→ **PROBLEM STATEMENT**
Please reproduce all of the material below with "Sample output" swapped for "Example output" and everything else unchanged. Leave the pictures out of your answer.
+++ ITEMS
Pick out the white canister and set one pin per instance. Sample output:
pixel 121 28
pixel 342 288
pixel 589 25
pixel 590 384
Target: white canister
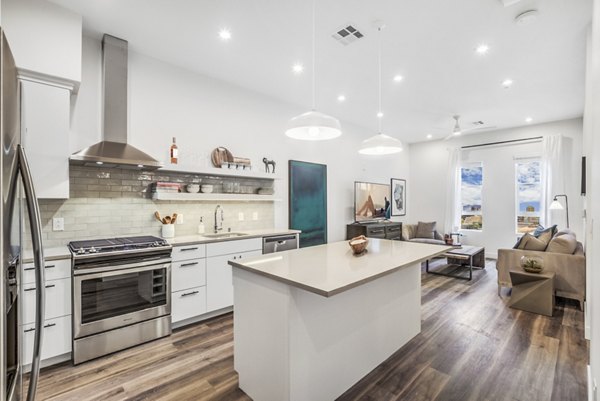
pixel 168 230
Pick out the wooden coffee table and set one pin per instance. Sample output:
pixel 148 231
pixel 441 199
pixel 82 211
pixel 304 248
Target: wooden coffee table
pixel 471 257
pixel 532 292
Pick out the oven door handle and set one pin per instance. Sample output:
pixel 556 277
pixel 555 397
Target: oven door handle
pixel 133 267
pixel 82 277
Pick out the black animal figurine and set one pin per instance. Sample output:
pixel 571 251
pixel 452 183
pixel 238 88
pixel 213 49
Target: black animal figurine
pixel 269 163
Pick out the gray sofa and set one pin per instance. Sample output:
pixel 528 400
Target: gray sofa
pixel 569 281
pixel 409 231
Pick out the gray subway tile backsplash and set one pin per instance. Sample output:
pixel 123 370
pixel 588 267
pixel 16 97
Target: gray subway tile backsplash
pixel 117 202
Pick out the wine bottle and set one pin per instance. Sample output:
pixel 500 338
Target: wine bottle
pixel 173 152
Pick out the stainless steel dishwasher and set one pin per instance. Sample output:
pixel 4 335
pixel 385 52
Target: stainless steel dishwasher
pixel 280 243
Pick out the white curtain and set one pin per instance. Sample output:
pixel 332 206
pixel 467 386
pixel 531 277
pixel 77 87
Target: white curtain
pixel 553 178
pixel 452 212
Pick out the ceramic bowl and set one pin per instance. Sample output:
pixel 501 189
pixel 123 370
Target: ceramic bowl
pixel 359 244
pixel 192 188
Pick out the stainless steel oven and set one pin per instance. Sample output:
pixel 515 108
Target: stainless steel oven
pixel 121 298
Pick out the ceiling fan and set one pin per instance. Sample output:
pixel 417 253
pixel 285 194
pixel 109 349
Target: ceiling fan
pixel 458 131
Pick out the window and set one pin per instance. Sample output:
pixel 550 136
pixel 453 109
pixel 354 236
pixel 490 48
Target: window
pixel 471 184
pixel 528 195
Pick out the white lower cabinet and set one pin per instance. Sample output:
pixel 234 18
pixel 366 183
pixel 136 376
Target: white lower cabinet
pixel 57 317
pixel 58 300
pixel 56 338
pixel 219 280
pixel 188 303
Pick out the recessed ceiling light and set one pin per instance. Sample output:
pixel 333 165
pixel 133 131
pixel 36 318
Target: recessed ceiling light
pixel 482 49
pixel 298 68
pixel 507 83
pixel 225 34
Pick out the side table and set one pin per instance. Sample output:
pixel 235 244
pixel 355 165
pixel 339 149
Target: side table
pixel 532 292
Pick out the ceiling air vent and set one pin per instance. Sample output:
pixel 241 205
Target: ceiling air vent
pixel 347 34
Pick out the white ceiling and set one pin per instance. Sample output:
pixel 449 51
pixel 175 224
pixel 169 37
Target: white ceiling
pixel 429 42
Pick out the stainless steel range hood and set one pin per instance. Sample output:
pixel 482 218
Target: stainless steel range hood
pixel 114 151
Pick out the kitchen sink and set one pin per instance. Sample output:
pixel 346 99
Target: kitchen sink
pixel 224 235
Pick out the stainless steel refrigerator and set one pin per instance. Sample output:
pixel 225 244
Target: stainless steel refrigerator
pixel 19 206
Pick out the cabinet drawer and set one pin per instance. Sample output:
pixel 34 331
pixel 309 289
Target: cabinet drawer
pixel 228 247
pixel 58 300
pixel 188 252
pixel 188 274
pixel 188 303
pixel 376 232
pixel 57 338
pixel 55 269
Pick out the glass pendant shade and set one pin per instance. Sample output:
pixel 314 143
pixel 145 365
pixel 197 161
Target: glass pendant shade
pixel 314 126
pixel 380 144
pixel 556 205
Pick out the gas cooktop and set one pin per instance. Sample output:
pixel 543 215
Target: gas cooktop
pixel 116 245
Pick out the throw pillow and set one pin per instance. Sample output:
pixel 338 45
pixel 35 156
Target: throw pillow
pixel 546 235
pixel 425 230
pixel 565 231
pixel 565 243
pixel 530 243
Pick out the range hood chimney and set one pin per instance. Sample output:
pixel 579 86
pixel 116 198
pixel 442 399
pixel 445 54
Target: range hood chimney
pixel 114 151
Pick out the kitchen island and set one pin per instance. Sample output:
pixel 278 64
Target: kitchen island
pixel 309 323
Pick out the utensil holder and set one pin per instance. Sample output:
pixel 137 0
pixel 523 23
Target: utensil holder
pixel 168 230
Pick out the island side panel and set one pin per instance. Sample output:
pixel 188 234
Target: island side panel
pixel 291 344
pixel 336 341
pixel 261 336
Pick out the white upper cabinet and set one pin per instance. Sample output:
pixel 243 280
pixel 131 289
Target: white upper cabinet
pixel 45 40
pixel 45 136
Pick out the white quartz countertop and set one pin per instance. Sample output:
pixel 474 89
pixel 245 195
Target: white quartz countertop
pixel 201 239
pixel 62 252
pixel 56 253
pixel 332 268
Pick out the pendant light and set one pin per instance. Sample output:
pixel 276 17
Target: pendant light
pixel 380 144
pixel 313 125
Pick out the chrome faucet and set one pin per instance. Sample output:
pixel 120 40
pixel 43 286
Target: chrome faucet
pixel 218 223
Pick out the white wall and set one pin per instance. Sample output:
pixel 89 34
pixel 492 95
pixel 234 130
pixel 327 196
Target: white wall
pixel 592 151
pixel 203 113
pixel 44 37
pixel 429 163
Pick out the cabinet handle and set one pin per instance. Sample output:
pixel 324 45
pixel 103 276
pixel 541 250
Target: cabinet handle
pixel 189 249
pixel 46 326
pixel 33 268
pixel 33 288
pixel 188 264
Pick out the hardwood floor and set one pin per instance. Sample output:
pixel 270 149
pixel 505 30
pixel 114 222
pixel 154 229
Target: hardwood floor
pixel 472 347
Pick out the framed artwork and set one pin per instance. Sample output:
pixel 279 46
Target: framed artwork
pixel 308 201
pixel 398 197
++++++
→ **SOLUTION FOR THIS PROBLEM**
Pick out the white canister and set one pin per instance. Example output:
pixel 121 28
pixel 342 288
pixel 589 25
pixel 590 384
Target: white canister
pixel 168 230
Pick out the wooden coffee table and set one pin per instance. Example output:
pixel 148 231
pixel 441 199
pixel 82 211
pixel 304 248
Target: wooden coffee table
pixel 471 257
pixel 532 292
Pick out the oven door handle and set one pin per instance. Example output:
pixel 556 277
pixel 555 397
Target: oven door handle
pixel 133 267
pixel 82 277
Pick out the black animal figurine and set one pin per instance. Example output:
pixel 571 251
pixel 452 183
pixel 238 88
pixel 213 49
Target: black animal figurine
pixel 269 163
Pick out the gray sofa and set one pin per instance. Example output:
pixel 528 400
Target: gray sofa
pixel 569 281
pixel 409 231
Pick out the gray subway tile backsplash and set one pin per instance. Example output:
pixel 123 370
pixel 588 267
pixel 16 97
Target: gray subway tile backsplash
pixel 117 202
Pick out the wine bottle and set one pin per instance. Example output:
pixel 500 338
Target: wine bottle
pixel 173 152
Pick out the stainless steel dishwasher and set one pin per instance. Example output:
pixel 4 335
pixel 385 52
Target: stainless steel dishwasher
pixel 280 243
Pick out the white curtain and set one pin per instance. Example output:
pixel 332 206
pixel 467 386
pixel 531 277
pixel 77 87
Target: white curtain
pixel 553 178
pixel 452 212
Pick out the ceramic bowl and set one pin per instance. Example output:
pixel 501 189
pixel 123 370
Target: ceramic bowl
pixel 359 244
pixel 192 188
Pick out the stainless steel oven and set one pin per instance. Example output:
pixel 515 108
Target: stainless steel oven
pixel 121 298
Pick out the ceiling fan and set one pin per instance. Example output:
pixel 417 253
pixel 285 194
pixel 109 349
Target: ceiling fan
pixel 458 131
Pick out the window and set one pin per instance. Example output:
pixel 550 136
pixel 453 109
pixel 354 236
pixel 490 48
Target: window
pixel 471 184
pixel 528 195
Pick out the white lower cabinet and set one pin per instance. Example output:
pixel 234 18
pixel 366 183
pixel 136 376
Target: white lower cabinet
pixel 57 317
pixel 58 300
pixel 56 338
pixel 219 280
pixel 188 303
Pick out the recessed ceiling light and set one pin per instance. Example output:
pixel 333 165
pixel 133 131
pixel 36 318
Target: recessed ceiling light
pixel 482 49
pixel 298 68
pixel 507 83
pixel 225 34
Pick out the side table and set one pin per instance. Example output:
pixel 235 244
pixel 355 165
pixel 339 149
Target: side table
pixel 532 292
Pick out the ceiling air vent and set one pin per instance. Example output:
pixel 241 205
Target: ceiling air vent
pixel 347 34
Pick out the white ceiling and set one pin per instance. Example output:
pixel 449 51
pixel 175 224
pixel 169 37
Target: white ceiling
pixel 429 42
Pick out the stainless steel range hood and set one pin per instance. Example output:
pixel 482 218
Target: stainless steel range hood
pixel 114 151
Pick out the kitchen sink and set one pin per instance. Example output:
pixel 346 99
Target: kitchen sink
pixel 224 235
Pick out the stainless steel refrigerator and set one pin per instance. Example output:
pixel 225 244
Target: stainless steel refrigerator
pixel 19 206
Pick out the cabinet drawer and set one pin per instance. Example output:
pixel 34 331
pixel 309 289
Target: cabinet drawer
pixel 228 247
pixel 58 300
pixel 188 252
pixel 188 274
pixel 188 303
pixel 376 232
pixel 57 338
pixel 55 269
Pick out the glass pendant shade and set one pin per instance. Example output:
pixel 314 143
pixel 145 365
pixel 197 161
Target: glass pendant shade
pixel 314 126
pixel 380 144
pixel 556 205
Pick out the gas cooktop and set one pin per instance. Example output:
pixel 543 215
Target: gas cooktop
pixel 116 245
Pick out the throw pillow and set one pin per instance. Example output:
pixel 338 45
pixel 35 156
Target: throw pillow
pixel 546 235
pixel 425 230
pixel 565 231
pixel 565 243
pixel 530 243
Pick out the range hood chimney and set one pin per instance. Example output:
pixel 579 86
pixel 116 198
pixel 442 399
pixel 445 54
Target: range hood chimney
pixel 114 151
Pick out the kitchen island and set one pin per instance. Example output:
pixel 278 64
Target: kitchen island
pixel 309 323
Pick out the utensil holder and set one pin per instance. Example output:
pixel 137 0
pixel 523 23
Target: utensil holder
pixel 168 230
Pick out the island side panel and set one pin per instance. Example output:
pixel 188 234
Target: island side panel
pixel 291 344
pixel 336 341
pixel 261 336
Pick out the white upper cabinet and set one pin per instance. Example output:
pixel 243 280
pixel 131 289
Target: white upper cabinet
pixel 45 40
pixel 45 136
Pick out the white quartz countertop and set one pin per instance. Example output:
pixel 474 89
pixel 245 195
Target: white quartz countertop
pixel 201 239
pixel 62 252
pixel 56 253
pixel 332 268
Pick out the pendant light and set one pin per instance. Example output:
pixel 276 17
Target: pendant light
pixel 380 144
pixel 313 125
Pick out the chrome faucet and set one pin per instance. Example output:
pixel 120 40
pixel 43 286
Target: chrome faucet
pixel 218 223
Pick out the white wall and set one pin per instance. Example output:
pixel 89 34
pixel 492 95
pixel 234 130
pixel 327 196
Target: white wall
pixel 592 151
pixel 203 113
pixel 44 37
pixel 429 163
Pick out the cabinet handle and set one pin per instance. Example output:
pixel 324 45
pixel 103 276
pixel 541 250
Target: cabinet handle
pixel 189 249
pixel 46 326
pixel 33 268
pixel 33 288
pixel 188 264
Pick out the hardwood floor and set one pin per instance. Example output:
pixel 270 149
pixel 505 30
pixel 114 222
pixel 154 229
Target: hardwood floor
pixel 472 347
Pick out the framed artwork and set one pin per instance. Example output:
pixel 279 46
Target: framed artwork
pixel 308 201
pixel 398 197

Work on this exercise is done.